Decide whether each statement agrees with the 2015 SEO article below, answering yes or no and quoting the deciding words: (a) Yahoo first showed websites in a structured directory hierarchy in 1994; (b) all ten Google results for the Toyota cost query had Schema integrated; (c) this post covers JSON-LD in detail.

__PASSAGE PROVIDED__:

-- START --

2015 SEO: Schema, Structure & Common Sense

2015 SEO, Structured Data, Schema, & Common Sense
The Semantic Web & Emergent SEO Technologies: Part I

Early SEO

From Mark Twain to Maya Angelou we’ve heard the phrase “common sense is terribly uncommon”.
It’s one of those expressions that’s adorably cute or even insightful at first, but might seem entirely too true after a few moments of thought. That’s why Yahoo (an acronym for “Yet Another Hierarchical Officious Oracle”) first showed websites in a structured directory hierarchy tree, back in 1994, because search technologies at the time couldn’t make sense of the web — so it was the job of humans to decide each website’s meaning. Yet, this approach to “search” just didn’t make any sense and would never “scale”.

SEO Now

The Internet of 2015 will witness an enormous amount of applied common sense, as businesses, government agencies and organizations leverage developing and emerging web technologies, within various aspects of both digital publishing and e-commerce initiatives, to transform how their digital investments perform.

SEO Everyday

We enter keywords into search engines, asking questions in order to get answers. We easily type to ask search engines, “When will Stephen Colbert take over for David Letterman“, or “When are we going to Mars?“.
Google, as it turns out, is making sense of these sorts of common questions, delivering answers inside of boxes (termed “Knowledge Graph” from Google’s Knowledge Vault) along with the usual search results. What if we asked a more practical question, such as “What’s the cost of a 2015 Toyota“? Now, with this search query, we get a list of search results (surrounded by ads). These results reflect that the search engine understands the meaning of the question asked, and the answers to the question are exactly what the “Semantic Web” is all about, i.e., the search results reflect that the search engine really knows the meaning of the question and knows the best answers to that question. And, while all of those search results have many things in common (well, that’d make sense, since they’re all on page #1), nine out of ten of the Google search results have something else in common:
Schema (Structured Data) was integrated to greatly enhance each website’s SEO. That’s but one example of “Emergent SEO” technologies — and in subsequent blog posts we’ll discuss other disciplines within Emergent SEO, such as JSON-LD, RDFa (Resource Description Framework in Attributes), LOD (Linked Open Data), LSI (Latent Semantic Indexing) & SVD (Singular Value Decomposition), FIBO (Financial Industry Business Ontology), even LDA (Latent Dirichlet Allocation), and more.

-- END --

__MATERIAL PROVIDED__:

-- START --

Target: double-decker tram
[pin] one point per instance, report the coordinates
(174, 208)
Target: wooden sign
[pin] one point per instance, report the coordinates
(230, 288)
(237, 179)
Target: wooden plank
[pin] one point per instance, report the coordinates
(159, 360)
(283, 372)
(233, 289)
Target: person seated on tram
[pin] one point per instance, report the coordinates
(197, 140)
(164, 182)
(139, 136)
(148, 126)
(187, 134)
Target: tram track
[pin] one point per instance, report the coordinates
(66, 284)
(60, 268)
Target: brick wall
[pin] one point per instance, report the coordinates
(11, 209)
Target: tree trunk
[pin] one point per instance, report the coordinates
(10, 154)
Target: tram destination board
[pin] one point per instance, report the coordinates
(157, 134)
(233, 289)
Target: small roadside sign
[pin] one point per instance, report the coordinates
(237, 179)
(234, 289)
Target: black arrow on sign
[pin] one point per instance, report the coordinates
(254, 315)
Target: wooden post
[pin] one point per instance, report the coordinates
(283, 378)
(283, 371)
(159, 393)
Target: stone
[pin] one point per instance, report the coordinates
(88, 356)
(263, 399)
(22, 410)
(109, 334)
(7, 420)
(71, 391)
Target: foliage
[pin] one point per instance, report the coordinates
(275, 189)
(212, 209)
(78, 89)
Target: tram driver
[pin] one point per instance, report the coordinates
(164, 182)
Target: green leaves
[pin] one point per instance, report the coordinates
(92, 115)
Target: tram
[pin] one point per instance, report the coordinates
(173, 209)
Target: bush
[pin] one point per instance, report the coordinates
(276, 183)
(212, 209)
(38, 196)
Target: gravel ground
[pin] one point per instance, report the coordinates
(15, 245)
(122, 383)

-- END --

__FINISHED TASK__:
(a) Yes: "first showed websites in a structured directory hierarchy tree, back in 1994"
(b) No: "nine out of ten of the Google search results have something else in common"
(c) No: "in subsequent blog posts we’ll discuss other disciplines within Emergent SEO, such as JSON-LD"